━━━ Text excerpt
The discussion here is kept to a minimum.  The key ideas are reinforced that the elements are producing different colors and each element is producing multiple colors of light.

Lesson #3 - Light demonstrations
In lesson #3 we begin with the intention of eventually explaining why a single element will produce multiple colors of light and why the colors vary from element to element.  But first we have to improve our working model of what light is and how light interacts with matter.  A series of demonstrations and guiding questions are used.  

What is light?  
It is easy to find a short-answer or definition to this question that avoids the deep thinking needed to really grasp what light is.  I begin with a demonstration of a ruler being attracted to a charged pool noodle seen below.
The purpose of this demonstration is not to understand how polarization works, rather it is to introduce the idea of a field.  How is that the ruler and the pool noodle can interact without touching?  Michael Faraday developed the idea of fields and here we establish that charged particles can interact without touching, at a distance.  We use the field idea to describe how these interactions would take place at any given point.  

We then immediately move onto a PHET simulation called electric field hockey.  The simulation is a game where you try to propel a charged particle into a goal while avoiding obstacles. The simulation allows you to show fields from the charged particles and also how they change as you shake a particle.  This disturbance to the electric fields is what light is.  This is a very challenging idea so we want to spend some time showing how two charged particles would interact via the field disturbances.  If we shake one particle, the electric field is disturbed which would then create a variation in force on other particles.  This process is what we call light.  The veracity with which you shake the charged particle will impact how much the change in motion the other particles have.  Here we set the foundation for frequency and how frequency influences the ability of light to cause greater or lesser impacts.  
Now is a good chance to show students an image of light that they would have seen in the past in a textbook.  A picture such as Figure 9.  
Figure 9:  A representation of disturbances in electric and magnetic fields1

Next I like to follow up with a demonstration on the optical activity of corn syrup.  This allows me to show the students some evidence of the electric field composition of light.  The corn syrup has 4 different groups bonded to carbon atoms that causes a change in the electric fields of light and it affects different colors differently.  
This is also a good chance to show the students the difference between a wave pulse and a standing wave as they likely have only seen waves presented as a standing wave up until this point.  I get one of the longer slinkies out and have a student hold the other end.  I start by setting up a standing wave and then show the students a wave pulse where I just give a brief shake of the slinky and the wave travels down the slinky and back.  I try and show how a series of wave pulses causes the standing wave as well.  If you get out the slinky it is worth it to go through frequency as the number of shakes per second and how this would translate to light waves (the number of shakes of the charged particle per second) as well as how this impacts the wavelength.  

What types of light are there?
There are 7 different types of light (radio, microwave, infrared (IR), visible, ultraviolet (UV), X-rays and gamma rays).  I use the PHET simulation of radio waves to show how radio works in their car.  For microwaves it can be fun to put ivory soap into a microwave or a candy bar.  For IR light some cell phone cameras can detect it (my Samsung 6 works well, iphones do not, older phones usually work) so put a remote control in front of the camera and it will display the infrared light as visible on the camera screen.  
For visible light I really like the photoelectric effect demonstration from Flinn Scientific.  Then at the end transitioning into UV by using the glow in the dark strip along with a transparent surface with sunscreen sprayed onto it.
━━━━━━
=== Required tasks ===
- A) In the light lesson text, who developed the idea of fields?
- B) Reproduce everything in the light lesson text from "What is light?" down to "any given point.".
The material that comes next is not needed for any task.
━━━ Given records
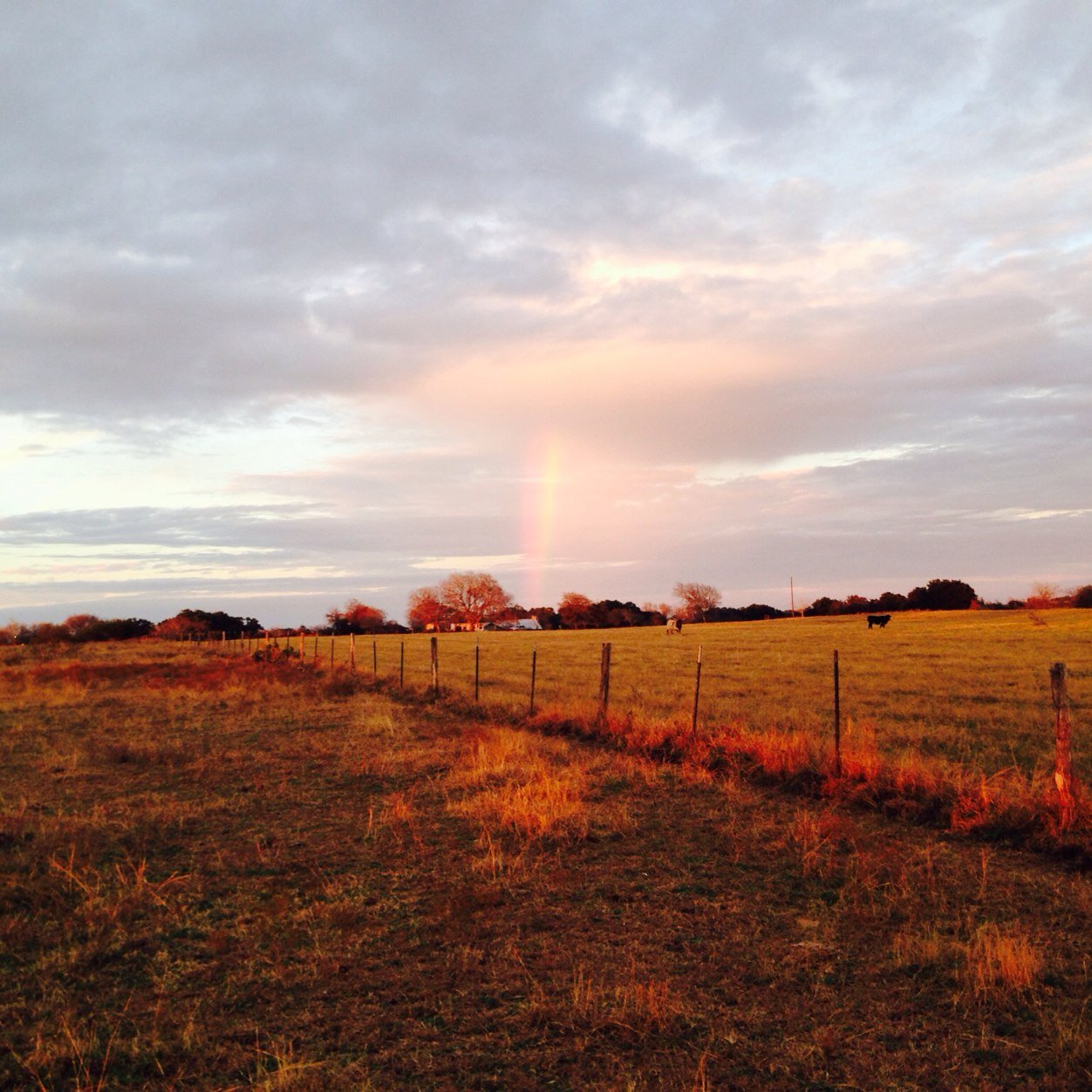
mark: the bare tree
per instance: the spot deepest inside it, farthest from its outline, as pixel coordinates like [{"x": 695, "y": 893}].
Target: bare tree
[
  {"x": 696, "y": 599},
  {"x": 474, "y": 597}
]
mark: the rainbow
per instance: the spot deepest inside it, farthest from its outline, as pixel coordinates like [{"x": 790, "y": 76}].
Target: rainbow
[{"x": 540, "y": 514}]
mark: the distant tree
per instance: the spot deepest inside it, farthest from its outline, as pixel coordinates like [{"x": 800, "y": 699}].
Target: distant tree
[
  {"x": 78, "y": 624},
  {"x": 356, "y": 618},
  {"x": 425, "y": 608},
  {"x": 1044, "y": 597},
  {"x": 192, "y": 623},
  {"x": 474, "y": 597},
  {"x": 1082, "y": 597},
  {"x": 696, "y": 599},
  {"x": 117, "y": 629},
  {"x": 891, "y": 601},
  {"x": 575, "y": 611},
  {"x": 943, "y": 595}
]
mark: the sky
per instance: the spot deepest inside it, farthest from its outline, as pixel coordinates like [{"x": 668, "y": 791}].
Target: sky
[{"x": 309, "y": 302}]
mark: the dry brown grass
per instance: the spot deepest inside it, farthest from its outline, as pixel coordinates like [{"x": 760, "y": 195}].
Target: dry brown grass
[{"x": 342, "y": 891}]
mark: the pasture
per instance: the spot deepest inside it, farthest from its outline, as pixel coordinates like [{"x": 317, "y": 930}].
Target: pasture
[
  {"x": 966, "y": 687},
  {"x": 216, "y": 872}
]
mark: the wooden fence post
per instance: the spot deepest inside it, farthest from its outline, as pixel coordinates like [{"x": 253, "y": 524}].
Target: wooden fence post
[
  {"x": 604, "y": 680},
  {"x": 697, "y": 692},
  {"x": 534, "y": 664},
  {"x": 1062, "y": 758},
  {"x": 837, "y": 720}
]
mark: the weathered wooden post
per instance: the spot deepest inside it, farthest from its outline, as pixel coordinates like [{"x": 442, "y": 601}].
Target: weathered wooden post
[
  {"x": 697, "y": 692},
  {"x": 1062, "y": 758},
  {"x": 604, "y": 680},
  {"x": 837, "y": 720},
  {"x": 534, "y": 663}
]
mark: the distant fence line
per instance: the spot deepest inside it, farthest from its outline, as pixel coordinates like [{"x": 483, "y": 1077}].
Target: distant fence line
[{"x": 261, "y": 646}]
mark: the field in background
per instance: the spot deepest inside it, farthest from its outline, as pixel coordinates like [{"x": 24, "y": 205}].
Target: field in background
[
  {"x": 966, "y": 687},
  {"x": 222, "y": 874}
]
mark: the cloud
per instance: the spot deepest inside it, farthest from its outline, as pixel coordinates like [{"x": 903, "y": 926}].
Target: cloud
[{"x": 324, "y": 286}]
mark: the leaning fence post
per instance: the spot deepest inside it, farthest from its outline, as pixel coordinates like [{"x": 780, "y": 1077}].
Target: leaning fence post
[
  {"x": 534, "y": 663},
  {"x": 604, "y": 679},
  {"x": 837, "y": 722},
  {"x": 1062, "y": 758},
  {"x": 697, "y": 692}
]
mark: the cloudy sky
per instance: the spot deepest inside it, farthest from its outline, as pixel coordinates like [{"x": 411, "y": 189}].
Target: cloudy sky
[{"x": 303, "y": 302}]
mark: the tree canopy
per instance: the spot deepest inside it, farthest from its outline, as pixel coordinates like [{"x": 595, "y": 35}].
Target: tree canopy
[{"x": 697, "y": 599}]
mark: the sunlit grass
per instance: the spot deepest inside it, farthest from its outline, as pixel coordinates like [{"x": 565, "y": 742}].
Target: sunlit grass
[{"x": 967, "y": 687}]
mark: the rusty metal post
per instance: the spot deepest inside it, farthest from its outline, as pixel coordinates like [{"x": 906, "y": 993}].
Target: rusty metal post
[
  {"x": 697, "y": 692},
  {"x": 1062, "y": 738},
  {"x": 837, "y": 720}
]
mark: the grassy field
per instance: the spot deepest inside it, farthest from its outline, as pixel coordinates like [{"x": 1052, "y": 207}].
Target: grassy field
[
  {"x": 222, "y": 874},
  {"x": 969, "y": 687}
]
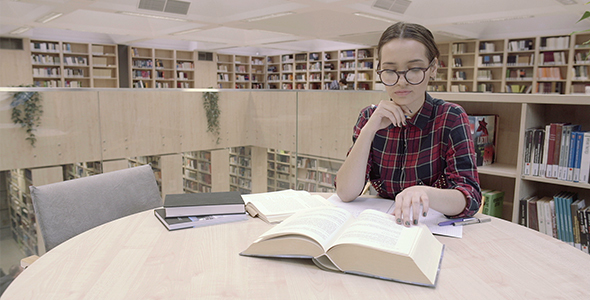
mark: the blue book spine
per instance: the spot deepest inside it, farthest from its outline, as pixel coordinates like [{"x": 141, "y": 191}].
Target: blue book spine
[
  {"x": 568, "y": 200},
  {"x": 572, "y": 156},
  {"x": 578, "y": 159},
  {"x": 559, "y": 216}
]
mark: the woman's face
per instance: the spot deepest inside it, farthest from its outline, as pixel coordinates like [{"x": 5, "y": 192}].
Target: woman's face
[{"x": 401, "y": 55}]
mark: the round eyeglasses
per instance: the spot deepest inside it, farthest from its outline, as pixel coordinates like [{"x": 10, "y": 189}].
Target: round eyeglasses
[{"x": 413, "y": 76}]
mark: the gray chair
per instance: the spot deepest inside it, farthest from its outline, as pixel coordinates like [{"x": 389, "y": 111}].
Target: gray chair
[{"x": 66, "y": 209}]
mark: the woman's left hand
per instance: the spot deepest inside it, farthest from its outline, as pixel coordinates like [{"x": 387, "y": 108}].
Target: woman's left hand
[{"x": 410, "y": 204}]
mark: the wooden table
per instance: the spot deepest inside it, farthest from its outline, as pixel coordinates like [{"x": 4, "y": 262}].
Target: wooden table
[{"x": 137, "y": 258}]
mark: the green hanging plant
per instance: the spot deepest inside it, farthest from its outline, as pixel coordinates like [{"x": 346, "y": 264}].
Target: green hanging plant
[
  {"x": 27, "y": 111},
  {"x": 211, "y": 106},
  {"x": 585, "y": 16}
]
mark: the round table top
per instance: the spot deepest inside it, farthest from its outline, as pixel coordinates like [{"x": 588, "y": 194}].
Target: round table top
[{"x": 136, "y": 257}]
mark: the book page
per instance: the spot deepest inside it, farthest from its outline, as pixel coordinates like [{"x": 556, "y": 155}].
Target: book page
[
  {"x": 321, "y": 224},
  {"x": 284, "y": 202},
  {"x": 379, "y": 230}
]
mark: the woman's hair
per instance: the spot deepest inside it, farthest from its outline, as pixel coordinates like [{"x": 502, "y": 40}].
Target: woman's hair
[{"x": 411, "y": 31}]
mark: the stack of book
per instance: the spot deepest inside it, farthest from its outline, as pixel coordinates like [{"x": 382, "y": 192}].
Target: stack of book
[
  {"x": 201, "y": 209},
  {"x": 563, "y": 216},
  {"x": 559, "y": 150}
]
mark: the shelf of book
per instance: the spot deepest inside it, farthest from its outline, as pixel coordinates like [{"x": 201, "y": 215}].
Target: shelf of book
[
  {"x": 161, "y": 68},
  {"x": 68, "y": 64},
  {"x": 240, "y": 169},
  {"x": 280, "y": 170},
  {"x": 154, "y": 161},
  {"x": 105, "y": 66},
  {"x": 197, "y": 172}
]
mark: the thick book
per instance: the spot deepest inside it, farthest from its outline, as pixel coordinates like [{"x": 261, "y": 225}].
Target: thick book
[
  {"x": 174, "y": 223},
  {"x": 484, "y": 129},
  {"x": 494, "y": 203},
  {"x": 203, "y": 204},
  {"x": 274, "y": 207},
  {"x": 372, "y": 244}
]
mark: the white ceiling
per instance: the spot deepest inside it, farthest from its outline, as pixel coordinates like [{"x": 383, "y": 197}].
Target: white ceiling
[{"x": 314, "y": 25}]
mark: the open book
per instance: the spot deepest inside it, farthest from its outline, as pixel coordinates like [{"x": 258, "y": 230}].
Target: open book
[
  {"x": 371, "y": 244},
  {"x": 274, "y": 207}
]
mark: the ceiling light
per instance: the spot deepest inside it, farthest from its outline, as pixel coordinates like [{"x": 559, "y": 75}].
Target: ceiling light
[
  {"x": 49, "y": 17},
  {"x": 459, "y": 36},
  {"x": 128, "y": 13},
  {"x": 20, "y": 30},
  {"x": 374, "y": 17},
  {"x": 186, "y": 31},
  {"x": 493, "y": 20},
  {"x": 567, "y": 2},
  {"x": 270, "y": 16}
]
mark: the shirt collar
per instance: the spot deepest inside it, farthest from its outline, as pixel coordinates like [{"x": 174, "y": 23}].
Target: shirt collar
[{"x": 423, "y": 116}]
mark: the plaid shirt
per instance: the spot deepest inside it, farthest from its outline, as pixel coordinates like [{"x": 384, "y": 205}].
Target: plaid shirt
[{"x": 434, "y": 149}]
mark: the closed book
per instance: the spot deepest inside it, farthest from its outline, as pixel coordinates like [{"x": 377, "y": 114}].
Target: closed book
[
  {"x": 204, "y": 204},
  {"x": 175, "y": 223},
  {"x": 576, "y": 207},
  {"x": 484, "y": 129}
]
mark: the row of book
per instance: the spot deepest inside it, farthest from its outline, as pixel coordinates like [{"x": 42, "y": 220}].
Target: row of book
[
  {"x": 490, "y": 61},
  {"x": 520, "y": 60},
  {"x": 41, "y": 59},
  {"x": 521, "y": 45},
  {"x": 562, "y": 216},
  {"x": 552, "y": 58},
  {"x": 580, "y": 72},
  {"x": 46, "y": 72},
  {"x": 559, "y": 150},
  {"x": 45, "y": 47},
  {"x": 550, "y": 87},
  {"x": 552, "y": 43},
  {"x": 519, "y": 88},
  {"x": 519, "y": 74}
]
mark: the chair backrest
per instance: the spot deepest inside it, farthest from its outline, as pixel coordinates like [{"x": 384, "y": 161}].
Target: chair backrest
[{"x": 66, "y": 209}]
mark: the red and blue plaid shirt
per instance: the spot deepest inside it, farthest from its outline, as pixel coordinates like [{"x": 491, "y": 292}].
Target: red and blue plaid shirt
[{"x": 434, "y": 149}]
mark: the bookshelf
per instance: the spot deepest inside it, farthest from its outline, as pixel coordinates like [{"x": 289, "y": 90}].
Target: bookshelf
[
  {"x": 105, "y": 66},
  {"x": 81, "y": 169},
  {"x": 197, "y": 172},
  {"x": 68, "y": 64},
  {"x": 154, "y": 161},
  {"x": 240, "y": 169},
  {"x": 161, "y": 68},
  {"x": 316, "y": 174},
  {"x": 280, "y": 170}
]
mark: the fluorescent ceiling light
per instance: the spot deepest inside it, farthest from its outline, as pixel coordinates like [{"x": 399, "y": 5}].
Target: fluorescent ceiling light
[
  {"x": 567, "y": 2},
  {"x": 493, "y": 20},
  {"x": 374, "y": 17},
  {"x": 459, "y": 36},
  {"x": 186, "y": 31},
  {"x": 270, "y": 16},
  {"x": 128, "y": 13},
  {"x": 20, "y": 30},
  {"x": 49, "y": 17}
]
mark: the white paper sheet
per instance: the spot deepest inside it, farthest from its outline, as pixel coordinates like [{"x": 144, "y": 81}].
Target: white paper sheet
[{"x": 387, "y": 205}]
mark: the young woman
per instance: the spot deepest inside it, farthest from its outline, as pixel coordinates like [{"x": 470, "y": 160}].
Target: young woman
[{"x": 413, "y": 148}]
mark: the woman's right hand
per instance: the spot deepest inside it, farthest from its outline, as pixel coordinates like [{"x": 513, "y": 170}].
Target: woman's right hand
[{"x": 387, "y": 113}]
━━━━━━
=== Answers provided ===
- A) Michael Faraday

- B)
What is light?  
It is easy to find a short-answer or definition to this question that avoids the deep thinking needed to really grasp what light is.  I begin with a demonstration of a ruler being attracted to a charged pool noodle seen below.
The purpose of this demonstration is not to understand how polarization works, rather it is to introduce the idea of a field.  How is that the ruler and the pool noodle can interact without touching?  Michael Faraday developed the idea of fields and here we establish that charged particles can interact without touching, at a distance.  We use the field idea to describe how these interactions would take place at any given point.